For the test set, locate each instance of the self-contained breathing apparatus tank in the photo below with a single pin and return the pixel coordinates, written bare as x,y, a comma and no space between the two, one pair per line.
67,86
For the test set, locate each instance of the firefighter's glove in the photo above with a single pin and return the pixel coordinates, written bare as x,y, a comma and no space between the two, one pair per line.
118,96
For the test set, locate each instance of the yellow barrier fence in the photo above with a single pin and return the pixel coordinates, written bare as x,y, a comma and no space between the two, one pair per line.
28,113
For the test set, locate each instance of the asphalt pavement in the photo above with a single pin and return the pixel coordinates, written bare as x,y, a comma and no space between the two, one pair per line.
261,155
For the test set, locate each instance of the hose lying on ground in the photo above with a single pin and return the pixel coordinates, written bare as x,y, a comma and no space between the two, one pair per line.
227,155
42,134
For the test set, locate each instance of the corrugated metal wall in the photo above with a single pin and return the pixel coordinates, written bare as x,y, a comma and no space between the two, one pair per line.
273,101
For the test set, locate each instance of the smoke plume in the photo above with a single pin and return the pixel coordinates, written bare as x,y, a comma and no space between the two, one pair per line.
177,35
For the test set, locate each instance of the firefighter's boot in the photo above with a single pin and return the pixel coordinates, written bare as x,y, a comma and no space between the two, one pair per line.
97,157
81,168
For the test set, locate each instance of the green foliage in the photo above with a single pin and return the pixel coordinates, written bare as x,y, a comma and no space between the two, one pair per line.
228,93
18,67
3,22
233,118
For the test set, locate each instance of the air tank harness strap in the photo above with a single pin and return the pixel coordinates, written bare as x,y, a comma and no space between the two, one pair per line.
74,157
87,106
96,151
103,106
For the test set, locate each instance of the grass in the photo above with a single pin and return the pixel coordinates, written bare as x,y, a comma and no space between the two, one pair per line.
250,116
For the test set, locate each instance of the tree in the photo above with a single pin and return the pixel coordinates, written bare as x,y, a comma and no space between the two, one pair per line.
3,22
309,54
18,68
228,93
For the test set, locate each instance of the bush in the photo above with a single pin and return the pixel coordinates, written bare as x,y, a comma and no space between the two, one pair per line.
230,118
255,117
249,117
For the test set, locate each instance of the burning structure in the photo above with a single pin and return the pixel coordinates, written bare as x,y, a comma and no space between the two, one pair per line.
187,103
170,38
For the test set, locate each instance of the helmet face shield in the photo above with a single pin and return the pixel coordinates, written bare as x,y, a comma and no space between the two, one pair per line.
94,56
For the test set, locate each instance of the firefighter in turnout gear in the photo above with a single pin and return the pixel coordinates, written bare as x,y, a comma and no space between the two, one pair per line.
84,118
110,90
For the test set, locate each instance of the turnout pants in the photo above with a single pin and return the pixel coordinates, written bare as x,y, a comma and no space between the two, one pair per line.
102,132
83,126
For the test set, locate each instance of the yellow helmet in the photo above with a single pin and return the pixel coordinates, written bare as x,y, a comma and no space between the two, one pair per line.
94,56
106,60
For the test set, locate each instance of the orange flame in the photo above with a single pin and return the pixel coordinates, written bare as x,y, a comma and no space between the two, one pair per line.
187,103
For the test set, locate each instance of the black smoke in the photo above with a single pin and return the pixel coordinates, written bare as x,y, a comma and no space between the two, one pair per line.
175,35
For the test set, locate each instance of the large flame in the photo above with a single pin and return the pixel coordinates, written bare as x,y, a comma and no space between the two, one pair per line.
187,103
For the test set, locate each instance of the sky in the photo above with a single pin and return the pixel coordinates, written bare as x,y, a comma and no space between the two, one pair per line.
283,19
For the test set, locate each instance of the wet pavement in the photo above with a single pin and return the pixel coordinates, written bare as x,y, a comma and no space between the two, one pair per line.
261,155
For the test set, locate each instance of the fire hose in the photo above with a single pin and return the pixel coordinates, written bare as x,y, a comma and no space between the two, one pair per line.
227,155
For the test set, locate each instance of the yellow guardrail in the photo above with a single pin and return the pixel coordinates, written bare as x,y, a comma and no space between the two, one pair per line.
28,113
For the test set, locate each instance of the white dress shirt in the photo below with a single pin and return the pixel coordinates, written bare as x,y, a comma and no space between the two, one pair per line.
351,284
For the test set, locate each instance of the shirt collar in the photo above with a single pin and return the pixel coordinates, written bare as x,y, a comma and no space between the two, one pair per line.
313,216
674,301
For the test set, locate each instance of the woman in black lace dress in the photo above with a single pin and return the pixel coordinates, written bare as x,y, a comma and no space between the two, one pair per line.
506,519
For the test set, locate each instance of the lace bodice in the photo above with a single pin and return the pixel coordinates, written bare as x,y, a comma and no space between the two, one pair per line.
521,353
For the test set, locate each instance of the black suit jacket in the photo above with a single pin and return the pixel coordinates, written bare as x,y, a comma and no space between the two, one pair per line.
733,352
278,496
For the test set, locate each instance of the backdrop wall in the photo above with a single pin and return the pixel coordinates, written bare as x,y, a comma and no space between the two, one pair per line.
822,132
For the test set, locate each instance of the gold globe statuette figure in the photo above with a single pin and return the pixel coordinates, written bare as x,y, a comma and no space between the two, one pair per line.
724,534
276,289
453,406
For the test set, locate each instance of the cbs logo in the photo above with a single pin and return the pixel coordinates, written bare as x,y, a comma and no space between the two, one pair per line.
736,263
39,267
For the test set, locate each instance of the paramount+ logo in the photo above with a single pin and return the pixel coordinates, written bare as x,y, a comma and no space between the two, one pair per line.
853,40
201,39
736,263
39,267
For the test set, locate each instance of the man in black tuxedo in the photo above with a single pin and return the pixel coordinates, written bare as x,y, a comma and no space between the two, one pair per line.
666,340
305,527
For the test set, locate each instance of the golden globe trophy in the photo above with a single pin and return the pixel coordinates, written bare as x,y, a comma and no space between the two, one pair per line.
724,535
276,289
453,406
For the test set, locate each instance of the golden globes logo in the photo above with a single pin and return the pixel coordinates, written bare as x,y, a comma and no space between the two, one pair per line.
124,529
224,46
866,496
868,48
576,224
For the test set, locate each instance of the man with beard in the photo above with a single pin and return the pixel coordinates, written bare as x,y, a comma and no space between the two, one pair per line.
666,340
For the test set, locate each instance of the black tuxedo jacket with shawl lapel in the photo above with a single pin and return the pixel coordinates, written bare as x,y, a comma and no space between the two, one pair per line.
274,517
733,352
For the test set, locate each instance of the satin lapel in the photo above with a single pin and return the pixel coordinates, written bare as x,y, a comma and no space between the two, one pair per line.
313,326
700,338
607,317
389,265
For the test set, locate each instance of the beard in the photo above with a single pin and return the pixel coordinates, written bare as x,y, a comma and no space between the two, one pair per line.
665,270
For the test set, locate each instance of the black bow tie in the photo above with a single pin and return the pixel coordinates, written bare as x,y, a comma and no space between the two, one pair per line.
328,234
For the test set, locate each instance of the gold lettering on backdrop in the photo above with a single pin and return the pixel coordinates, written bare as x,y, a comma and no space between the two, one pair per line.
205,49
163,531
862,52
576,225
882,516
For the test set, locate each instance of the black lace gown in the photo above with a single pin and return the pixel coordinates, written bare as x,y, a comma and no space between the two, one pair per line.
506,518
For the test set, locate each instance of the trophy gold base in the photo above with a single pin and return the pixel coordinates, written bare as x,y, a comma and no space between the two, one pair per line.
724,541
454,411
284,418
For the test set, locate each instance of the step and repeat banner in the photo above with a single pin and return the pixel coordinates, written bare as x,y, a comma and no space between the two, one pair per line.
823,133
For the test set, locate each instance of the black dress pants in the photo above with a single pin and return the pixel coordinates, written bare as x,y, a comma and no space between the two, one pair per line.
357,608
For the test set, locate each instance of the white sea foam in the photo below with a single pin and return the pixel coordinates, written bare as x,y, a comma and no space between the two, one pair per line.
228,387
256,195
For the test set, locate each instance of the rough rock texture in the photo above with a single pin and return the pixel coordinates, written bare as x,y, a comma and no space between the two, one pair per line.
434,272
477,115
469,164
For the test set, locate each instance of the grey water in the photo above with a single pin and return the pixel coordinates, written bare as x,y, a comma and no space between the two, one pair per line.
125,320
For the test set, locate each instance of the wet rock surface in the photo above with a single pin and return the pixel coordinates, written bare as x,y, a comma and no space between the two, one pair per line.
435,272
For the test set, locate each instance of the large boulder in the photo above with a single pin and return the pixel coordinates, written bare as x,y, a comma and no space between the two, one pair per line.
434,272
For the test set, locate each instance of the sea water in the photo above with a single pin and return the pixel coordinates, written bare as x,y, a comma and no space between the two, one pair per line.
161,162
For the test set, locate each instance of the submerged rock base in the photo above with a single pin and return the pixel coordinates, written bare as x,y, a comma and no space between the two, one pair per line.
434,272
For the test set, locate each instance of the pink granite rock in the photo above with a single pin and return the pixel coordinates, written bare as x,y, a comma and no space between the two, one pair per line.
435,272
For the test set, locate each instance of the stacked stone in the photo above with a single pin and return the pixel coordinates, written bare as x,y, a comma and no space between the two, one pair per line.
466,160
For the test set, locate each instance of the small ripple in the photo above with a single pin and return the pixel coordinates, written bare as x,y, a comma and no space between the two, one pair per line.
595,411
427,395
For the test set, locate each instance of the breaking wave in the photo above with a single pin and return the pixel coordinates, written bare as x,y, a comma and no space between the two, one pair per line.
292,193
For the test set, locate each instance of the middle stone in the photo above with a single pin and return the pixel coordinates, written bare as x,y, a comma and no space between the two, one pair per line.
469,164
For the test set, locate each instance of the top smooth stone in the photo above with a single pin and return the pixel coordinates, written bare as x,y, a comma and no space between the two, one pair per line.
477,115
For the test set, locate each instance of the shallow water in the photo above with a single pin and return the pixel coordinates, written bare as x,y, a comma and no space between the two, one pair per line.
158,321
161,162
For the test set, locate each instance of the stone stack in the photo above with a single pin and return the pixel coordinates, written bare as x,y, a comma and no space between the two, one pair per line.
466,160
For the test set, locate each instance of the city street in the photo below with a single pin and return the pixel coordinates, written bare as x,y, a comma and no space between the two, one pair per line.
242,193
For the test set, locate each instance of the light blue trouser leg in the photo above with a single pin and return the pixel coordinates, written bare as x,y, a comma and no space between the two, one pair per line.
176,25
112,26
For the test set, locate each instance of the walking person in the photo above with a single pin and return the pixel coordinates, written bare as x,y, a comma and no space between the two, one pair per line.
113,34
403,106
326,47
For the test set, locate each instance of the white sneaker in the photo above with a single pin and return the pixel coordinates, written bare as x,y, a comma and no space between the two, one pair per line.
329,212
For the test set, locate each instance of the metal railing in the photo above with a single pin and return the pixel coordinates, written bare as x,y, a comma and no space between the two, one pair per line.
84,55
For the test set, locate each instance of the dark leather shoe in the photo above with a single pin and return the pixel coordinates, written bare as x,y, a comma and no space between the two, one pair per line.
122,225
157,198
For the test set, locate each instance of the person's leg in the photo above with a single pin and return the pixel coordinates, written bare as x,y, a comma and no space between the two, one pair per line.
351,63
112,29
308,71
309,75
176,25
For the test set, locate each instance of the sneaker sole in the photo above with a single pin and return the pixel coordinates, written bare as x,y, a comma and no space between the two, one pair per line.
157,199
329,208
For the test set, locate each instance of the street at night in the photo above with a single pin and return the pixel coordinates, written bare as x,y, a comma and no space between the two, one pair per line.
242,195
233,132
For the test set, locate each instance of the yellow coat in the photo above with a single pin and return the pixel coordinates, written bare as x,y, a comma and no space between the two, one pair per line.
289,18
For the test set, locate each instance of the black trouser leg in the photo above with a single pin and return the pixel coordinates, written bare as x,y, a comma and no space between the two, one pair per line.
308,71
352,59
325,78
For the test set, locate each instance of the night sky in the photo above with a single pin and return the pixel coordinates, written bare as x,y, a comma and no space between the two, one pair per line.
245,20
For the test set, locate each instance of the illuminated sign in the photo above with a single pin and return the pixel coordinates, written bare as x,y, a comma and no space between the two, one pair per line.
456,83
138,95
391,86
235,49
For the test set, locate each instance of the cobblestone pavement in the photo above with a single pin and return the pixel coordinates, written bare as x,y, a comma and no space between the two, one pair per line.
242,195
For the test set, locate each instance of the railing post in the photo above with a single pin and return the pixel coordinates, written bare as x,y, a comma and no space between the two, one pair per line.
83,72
========
Written instruction – Send back exactly the lines from the line with "For the test set, locate each instance of the night" through the end of the records.

Response below –
For the test set, locate each instance of the night sky in the photo above with a single pin and return the pixel coordinates, written bare as x,y, a comma and no space between the two, one pair per line.
245,20
For the test set, locate each instance of the illuminated sign in the photo above with a single pin and return the pixel coordinates, written bare as x,y, a comma and no space between the two, one pair per line.
456,83
138,95
391,86
235,49
For the test set, locate each instance of the cobblestone pavement in the photo above with a single pin and return the pixel coordinates, written bare as x,y, a comma and no space between the two, one pair per line.
242,195
For the test set, locate each instance of the railing post in the photo above with a single pin and return the pixel coordinates, written bare as x,y, a comma and no space between the two, one pair per line.
83,72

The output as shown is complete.